>> Start Extracted records
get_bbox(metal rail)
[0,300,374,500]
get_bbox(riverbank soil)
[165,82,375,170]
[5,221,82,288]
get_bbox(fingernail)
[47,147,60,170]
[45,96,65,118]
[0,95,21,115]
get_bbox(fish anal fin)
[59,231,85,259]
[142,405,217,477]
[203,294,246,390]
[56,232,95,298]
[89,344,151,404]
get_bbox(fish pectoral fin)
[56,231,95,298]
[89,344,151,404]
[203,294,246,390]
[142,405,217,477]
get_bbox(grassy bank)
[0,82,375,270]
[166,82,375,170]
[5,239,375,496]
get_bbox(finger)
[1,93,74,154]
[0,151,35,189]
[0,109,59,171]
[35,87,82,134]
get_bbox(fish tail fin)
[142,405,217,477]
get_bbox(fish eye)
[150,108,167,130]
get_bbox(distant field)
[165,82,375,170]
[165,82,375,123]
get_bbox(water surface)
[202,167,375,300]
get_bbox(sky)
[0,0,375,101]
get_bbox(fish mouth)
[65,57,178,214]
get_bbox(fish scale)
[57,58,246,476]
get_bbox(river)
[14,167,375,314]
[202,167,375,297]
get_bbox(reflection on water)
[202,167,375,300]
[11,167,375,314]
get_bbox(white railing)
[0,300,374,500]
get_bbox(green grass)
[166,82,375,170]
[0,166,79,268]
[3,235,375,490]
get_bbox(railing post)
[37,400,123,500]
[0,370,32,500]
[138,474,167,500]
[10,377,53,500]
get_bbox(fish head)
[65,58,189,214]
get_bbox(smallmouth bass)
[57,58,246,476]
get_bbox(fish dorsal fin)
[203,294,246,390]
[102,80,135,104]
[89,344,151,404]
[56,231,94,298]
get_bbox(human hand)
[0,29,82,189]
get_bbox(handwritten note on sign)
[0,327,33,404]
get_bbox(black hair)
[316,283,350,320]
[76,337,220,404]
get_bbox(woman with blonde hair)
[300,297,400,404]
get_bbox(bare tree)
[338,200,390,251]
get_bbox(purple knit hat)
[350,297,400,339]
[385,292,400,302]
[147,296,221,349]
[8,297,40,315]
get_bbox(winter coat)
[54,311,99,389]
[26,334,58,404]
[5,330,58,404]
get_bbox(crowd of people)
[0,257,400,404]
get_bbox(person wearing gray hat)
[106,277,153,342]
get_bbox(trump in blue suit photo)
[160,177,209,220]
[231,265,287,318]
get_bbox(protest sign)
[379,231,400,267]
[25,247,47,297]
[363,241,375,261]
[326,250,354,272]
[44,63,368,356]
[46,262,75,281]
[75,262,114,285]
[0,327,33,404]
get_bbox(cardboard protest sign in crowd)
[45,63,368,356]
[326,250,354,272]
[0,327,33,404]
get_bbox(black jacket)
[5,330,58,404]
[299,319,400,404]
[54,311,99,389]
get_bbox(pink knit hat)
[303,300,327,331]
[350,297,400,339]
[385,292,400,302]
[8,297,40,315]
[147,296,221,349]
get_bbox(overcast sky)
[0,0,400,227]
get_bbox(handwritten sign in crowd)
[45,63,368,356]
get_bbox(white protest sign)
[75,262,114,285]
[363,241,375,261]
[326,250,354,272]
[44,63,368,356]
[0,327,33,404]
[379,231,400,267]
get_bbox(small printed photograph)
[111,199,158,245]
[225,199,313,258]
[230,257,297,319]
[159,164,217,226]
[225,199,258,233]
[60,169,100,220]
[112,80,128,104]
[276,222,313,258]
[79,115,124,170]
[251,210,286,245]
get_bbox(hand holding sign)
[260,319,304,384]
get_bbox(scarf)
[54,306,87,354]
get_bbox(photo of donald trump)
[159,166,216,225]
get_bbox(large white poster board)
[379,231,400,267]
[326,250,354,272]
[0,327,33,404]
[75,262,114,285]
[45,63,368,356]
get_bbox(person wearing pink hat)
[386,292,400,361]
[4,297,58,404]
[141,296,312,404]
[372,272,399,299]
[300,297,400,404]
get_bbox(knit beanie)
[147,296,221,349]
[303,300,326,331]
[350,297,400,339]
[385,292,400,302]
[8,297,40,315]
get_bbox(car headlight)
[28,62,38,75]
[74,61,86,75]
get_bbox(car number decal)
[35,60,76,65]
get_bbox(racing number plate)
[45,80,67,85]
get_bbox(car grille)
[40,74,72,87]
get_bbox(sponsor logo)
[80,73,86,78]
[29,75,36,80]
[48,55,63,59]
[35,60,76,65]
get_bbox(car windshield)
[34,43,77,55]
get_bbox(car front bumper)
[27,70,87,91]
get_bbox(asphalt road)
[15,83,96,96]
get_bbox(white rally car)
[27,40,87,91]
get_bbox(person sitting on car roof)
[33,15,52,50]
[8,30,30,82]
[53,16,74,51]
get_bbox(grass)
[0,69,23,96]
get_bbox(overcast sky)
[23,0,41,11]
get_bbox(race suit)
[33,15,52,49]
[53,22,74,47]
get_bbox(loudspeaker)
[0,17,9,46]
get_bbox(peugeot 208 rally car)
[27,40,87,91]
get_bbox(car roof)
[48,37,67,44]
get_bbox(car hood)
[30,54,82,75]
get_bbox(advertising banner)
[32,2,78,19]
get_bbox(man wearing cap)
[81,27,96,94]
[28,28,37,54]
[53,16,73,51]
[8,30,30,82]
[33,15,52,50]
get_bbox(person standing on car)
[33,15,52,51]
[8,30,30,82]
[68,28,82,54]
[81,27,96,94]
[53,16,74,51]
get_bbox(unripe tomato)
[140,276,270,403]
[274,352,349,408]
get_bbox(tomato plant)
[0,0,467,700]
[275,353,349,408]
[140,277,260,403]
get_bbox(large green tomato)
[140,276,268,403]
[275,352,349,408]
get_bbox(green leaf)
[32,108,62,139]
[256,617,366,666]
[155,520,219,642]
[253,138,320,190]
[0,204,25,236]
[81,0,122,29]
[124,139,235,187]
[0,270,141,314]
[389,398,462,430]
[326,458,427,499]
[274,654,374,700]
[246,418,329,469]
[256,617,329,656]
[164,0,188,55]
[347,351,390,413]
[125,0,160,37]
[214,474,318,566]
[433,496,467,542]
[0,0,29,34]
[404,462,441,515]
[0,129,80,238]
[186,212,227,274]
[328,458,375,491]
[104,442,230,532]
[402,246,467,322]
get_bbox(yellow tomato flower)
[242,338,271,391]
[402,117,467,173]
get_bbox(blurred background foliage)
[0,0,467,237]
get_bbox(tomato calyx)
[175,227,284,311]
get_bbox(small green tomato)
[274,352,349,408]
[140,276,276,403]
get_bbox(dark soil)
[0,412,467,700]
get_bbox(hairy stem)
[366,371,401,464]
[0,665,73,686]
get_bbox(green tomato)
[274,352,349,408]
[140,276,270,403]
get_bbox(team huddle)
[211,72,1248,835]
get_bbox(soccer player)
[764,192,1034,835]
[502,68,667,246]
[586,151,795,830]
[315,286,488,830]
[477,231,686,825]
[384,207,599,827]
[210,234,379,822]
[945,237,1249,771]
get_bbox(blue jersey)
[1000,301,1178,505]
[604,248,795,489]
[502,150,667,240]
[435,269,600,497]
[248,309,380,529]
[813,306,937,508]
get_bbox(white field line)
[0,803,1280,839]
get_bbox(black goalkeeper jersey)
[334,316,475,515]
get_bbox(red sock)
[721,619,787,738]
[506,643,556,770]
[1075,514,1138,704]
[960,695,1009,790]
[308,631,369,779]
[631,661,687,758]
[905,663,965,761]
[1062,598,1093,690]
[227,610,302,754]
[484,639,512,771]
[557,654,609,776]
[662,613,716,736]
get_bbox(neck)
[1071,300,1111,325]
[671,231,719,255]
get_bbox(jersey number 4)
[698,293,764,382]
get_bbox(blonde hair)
>> End Extracted records
Task instructions:
Rewrite all of the data above as a numbered list, omitting any blank lines.

Exercise result:
1. get_bbox(metal rail)
2. [0,300,374,500]
3. get_bbox(riverbank soil)
4. [165,82,375,170]
5. [5,221,82,288]
6. get_bbox(fingernail)
7. [47,147,60,170]
8. [45,96,65,118]
9. [0,95,21,115]
10. get_bbox(fish anal fin)
11. [59,231,85,259]
12. [142,405,217,477]
13. [203,294,246,390]
14. [56,232,95,298]
15. [89,344,151,404]
16. get_bbox(fish pectoral fin)
17. [56,231,95,298]
18. [89,344,151,404]
19. [203,294,246,390]
20. [142,405,217,477]
21. get_bbox(grassy bank)
22. [0,82,375,270]
23. [166,82,375,170]
24. [5,239,375,496]
25. get_bbox(finger)
26. [1,93,74,154]
27. [0,151,35,189]
28. [0,109,59,171]
29. [35,87,82,134]
30. get_bbox(fish tail fin)
31. [142,405,217,477]
32. get_bbox(fish eye)
33. [150,108,167,130]
34. get_bbox(distant field)
35. [165,82,375,170]
36. [165,82,375,123]
37. get_bbox(water surface)
38. [202,167,375,300]
39. get_bbox(sky)
40. [0,0,375,101]
41. get_bbox(fish mouth)
42. [65,57,178,214]
43. get_bbox(fish scale)
44. [57,58,246,476]
45. get_bbox(river)
46. [14,167,375,314]
47. [202,167,375,297]
48. get_bbox(reflection on water)
49. [202,167,375,300]
50. [11,167,375,314]
51. get_bbox(white railing)
52. [0,300,374,500]
53. get_bbox(green grass)
54. [166,82,375,170]
55. [0,166,79,268]
56. [3,235,375,490]
57. get_bbox(railing post)
58. [37,400,123,500]
59. [0,370,32,500]
60. [138,474,167,500]
61. [10,377,53,500]
62. get_bbox(fish head)
63. [65,58,189,214]
64. get_bbox(smallmouth bass)
65. [57,58,246,476]
66. get_bbox(fish dorsal fin)
67. [203,294,246,390]
68. [102,80,135,104]
69. [89,344,151,404]
70. [56,231,94,298]
71. get_bbox(human hand)
72. [0,29,82,189]
73. get_bbox(handwritten note on sign)
74. [0,327,33,404]
75. get_bbox(black hair)
76. [316,283,350,320]
77. [76,337,220,404]
78. get_bbox(woman with blonde hair)
79. [300,297,400,404]
80. get_bbox(bare tree)
81. [338,200,390,251]
82. get_bbox(purple knit hat)
83. [350,297,400,339]
84. [385,292,400,302]
85. [147,296,221,349]
86. [8,297,40,315]
87. get_bbox(winter coat)
88. [54,311,99,389]
89. [26,334,58,404]
90. [5,330,58,404]
91. get_bbox(crowd of people)
92. [0,257,400,404]
93. get_bbox(person wearing gray hat)
94. [106,277,153,342]
95. get_bbox(trump in blue suit photo)
96. [160,177,209,220]
97. [231,265,287,318]
98. get_bbox(protest sign)
99. [379,231,400,267]
100. [25,247,47,297]
101. [363,241,375,261]
102. [326,250,354,272]
103. [44,63,368,356]
104. [46,262,75,281]
105. [75,262,114,285]
106. [0,327,33,404]
107. get_bbox(cardboard protest sign in crowd)
108. [45,63,368,356]
109. [326,250,354,272]
110. [0,327,33,404]
111. get_bbox(black jacket)
112. [5,330,58,404]
113. [299,319,400,404]
114. [54,311,99,389]
115. get_bbox(pink knit hat)
116. [303,300,327,331]
117. [350,297,400,339]
118. [385,292,400,302]
119. [8,297,40,315]
120. [147,296,221,349]
121. get_bbox(overcast sky)
122. [0,0,400,227]
123. get_bbox(handwritten sign in crowd)
124. [45,63,368,356]
125. get_bbox(white protest sign)
126. [75,262,114,285]
127. [363,241,375,261]
128. [326,250,354,272]
129. [44,63,368,356]
130. [0,327,33,404]
131. [379,231,400,267]
132. get_bbox(small printed photograph)
133. [111,199,158,245]
134. [225,199,313,258]
135. [230,257,297,319]
136. [159,164,217,226]
137. [225,199,258,233]
138. [60,169,100,220]
139. [112,80,128,104]
140. [276,222,313,258]
141. [79,115,124,170]
142. [251,210,286,245]
143. get_bbox(hand holding sign)
144. [260,319,304,384]
145. get_bbox(scarf)
146. [54,306,87,354]
147. get_bbox(photo of donald trump)
148. [159,166,216,225]
149. get_bbox(large white poster board)
150. [379,231,400,267]
151. [326,250,354,272]
152. [0,327,33,404]
153. [75,262,114,285]
154. [45,63,368,356]
155. get_bbox(person wearing pink hat)
156. [386,292,400,361]
157. [4,297,58,404]
158. [141,296,312,404]
159. [372,272,399,299]
160. [300,297,400,404]
161. get_bbox(knit beanie)
162. [147,296,221,349]
163. [303,300,326,331]
164. [350,297,400,339]
165. [385,292,400,302]
166. [8,297,40,315]
167. get_bbox(car headlight)
168. [28,62,38,75]
169. [74,61,86,75]
170. get_bbox(car number decal)
171. [35,60,76,65]
172. get_bbox(racing number plate)
173. [45,80,67,85]
174. get_bbox(car grille)
175. [40,74,72,87]
176. get_bbox(sponsor logo)
177. [80,73,86,78]
178. [29,75,36,80]
179. [48,55,63,59]
180. [35,60,76,65]
181. get_bbox(car windshield)
182. [34,43,77,55]
183. get_bbox(car front bumper)
184. [27,70,87,91]
185. get_bbox(asphalt road)
186. [15,83,96,96]
187. get_bbox(white rally car)
188. [27,40,87,91]
189. get_bbox(person sitting on car roof)
190. [33,15,52,50]
191. [8,30,30,82]
192. [53,16,74,51]
193. get_bbox(grass)
194. [0,69,23,96]
195. get_bbox(overcast sky)
196. [23,0,41,11]
197. get_bbox(race suit)
198. [33,15,52,49]
199. [53,22,74,47]
200. get_bbox(loudspeaker)
201. [0,17,9,46]
202. get_bbox(peugeot 208 rally car)
203. [27,40,87,91]
204. get_bbox(car roof)
205. [48,37,67,44]
206. get_bbox(car hood)
207. [30,54,82,75]
208. get_bbox(advertising banner)
209. [32,2,78,19]
210. get_bbox(man wearing cap)
211. [81,27,96,94]
212. [28,28,37,54]
213. [53,16,73,51]
214. [8,30,30,82]
215. [33,15,52,50]
216. get_bbox(person standing on car)
217. [33,15,52,51]
218. [8,30,30,82]
219. [68,28,82,54]
220. [81,27,96,94]
221. [53,16,74,51]
222. get_bbox(unripe tomato)
223. [140,276,270,403]
224. [274,352,349,408]
225. get_bbox(tomato plant)
226. [0,0,467,700]
227. [275,353,349,408]
228. [140,277,260,403]
229. get_bbox(large green tomato)
230. [140,276,268,403]
231. [275,352,349,408]
232. get_bbox(green leaf)
233. [32,108,62,139]
234. [256,617,366,666]
235. [155,520,219,642]
236. [253,138,320,190]
237. [0,204,25,236]
238. [81,0,122,29]
239. [124,139,235,187]
240. [0,270,141,314]
241. [389,398,462,430]
242. [326,458,427,499]
243. [274,654,374,700]
244. [246,418,329,469]
245. [256,617,329,656]
246. [164,0,188,55]
247. [347,351,390,413]
248. [125,0,160,37]
249. [214,474,318,566]
250. [433,496,467,542]
251. [0,0,29,34]
252. [404,462,441,515]
253. [0,129,80,238]
254. [186,212,227,274]
255. [328,458,375,491]
256. [104,442,230,532]
257. [402,246,467,322]
258. get_bbox(yellow tomato flower)
259. [242,338,271,391]
260. [402,117,467,173]
261. get_bbox(blurred background foliage)
262. [0,0,467,237]
263. get_bbox(tomato calyx)
264. [175,227,284,311]
265. get_bbox(small green tomato)
266. [274,352,349,408]
267. [140,276,276,403]
268. get_bbox(dark soil)
269. [0,412,467,700]
270. get_bbox(hairy stem)
271. [366,371,401,464]
272. [0,665,73,686]
273. get_bbox(green tomato)
274. [274,352,349,408]
275. [140,276,270,403]
276. get_bbox(team huddle)
277. [211,72,1248,835]
278. get_bbox(soccer player)
279. [764,192,1034,835]
280. [502,68,667,246]
281. [586,151,795,830]
282. [315,286,488,830]
283. [477,231,686,825]
284. [384,207,599,827]
285. [210,234,379,822]
286. [945,237,1249,771]
287. get_bbox(blue jersey)
288. [1000,301,1178,505]
289. [604,248,795,489]
290. [502,150,667,240]
291. [435,269,600,497]
292. [248,309,380,529]
293. [813,306,937,508]
294. get_bbox(white field line)
295. [0,803,1280,839]
296. get_bbox(black goalkeeper jersey)
297. [334,316,475,515]
298. get_bbox(red sock)
299. [721,619,787,738]
300. [506,643,556,770]
301. [1075,514,1138,704]
302. [960,695,1009,790]
303. [308,631,369,779]
304. [631,661,687,758]
305. [905,663,965,761]
306. [1062,598,1093,690]
307. [227,610,302,754]
308. [484,639,512,771]
309. [557,654,609,776]
310. [662,613,716,736]
311. get_bbox(neck)
312. [1071,300,1111,325]
313. [671,231,719,255]
314. get_bbox(jersey number 4)
315. [698,293,764,382]
316. get_bbox(blonde hair)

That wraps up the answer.